## Exercise brief
Write out every entry exactly as it appears, omitting the pictures.

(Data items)
<<<<
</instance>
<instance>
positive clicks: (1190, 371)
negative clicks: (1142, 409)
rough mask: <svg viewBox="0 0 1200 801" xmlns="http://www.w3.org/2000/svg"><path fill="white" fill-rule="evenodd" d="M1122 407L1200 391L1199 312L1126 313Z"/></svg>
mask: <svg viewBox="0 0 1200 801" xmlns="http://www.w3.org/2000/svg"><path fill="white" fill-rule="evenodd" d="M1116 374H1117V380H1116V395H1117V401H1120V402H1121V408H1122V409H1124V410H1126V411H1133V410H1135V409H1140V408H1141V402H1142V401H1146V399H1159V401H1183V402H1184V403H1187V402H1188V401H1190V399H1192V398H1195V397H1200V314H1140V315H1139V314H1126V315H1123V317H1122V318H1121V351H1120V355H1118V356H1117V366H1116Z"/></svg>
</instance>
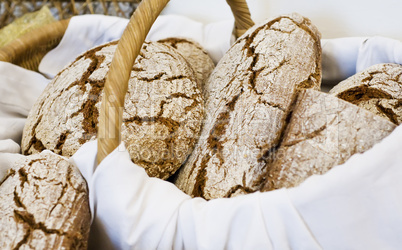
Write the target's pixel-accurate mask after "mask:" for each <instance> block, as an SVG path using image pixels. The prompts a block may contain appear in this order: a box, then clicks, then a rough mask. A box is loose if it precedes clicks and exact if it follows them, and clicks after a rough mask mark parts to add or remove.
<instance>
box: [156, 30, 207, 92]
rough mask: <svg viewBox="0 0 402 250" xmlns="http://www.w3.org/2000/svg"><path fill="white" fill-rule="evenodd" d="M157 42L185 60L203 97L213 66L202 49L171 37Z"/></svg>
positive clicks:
>>>>
## Solved problem
</instance>
<instance>
positive clicks: (1190, 371)
negative clicks: (1142, 409)
rough mask: <svg viewBox="0 0 1200 801" xmlns="http://www.w3.org/2000/svg"><path fill="white" fill-rule="evenodd" d="M1122 407L1200 391L1199 312L1126 313Z"/></svg>
mask: <svg viewBox="0 0 1200 801" xmlns="http://www.w3.org/2000/svg"><path fill="white" fill-rule="evenodd" d="M1116 374H1117V380H1116V395H1117V401H1120V402H1121V408H1122V409H1124V410H1126V411H1133V410H1135V409H1140V408H1141V402H1142V401H1146V399H1159V401H1183V402H1184V403H1187V402H1188V401H1190V399H1192V398H1195V397H1200V314H1140V315H1139V314H1126V315H1123V317H1122V318H1121V351H1120V355H1118V356H1117V366H1116Z"/></svg>
</instance>
Write the target's pixel-accurate mask after "mask:" for each <instance> block, as an SVG path using image pixels. The prompts a block may contain appear in this order: a box, then clicks, then a rough mask. A box is loose if it precedes clicks and exact if it follows them, and clicks after a rough mask mark parts to add or remove.
<instance>
box: [156, 30, 207, 92]
rough mask: <svg viewBox="0 0 402 250" xmlns="http://www.w3.org/2000/svg"><path fill="white" fill-rule="evenodd" d="M157 42L185 60L203 97L213 66L202 49L171 37Z"/></svg>
positive clicks:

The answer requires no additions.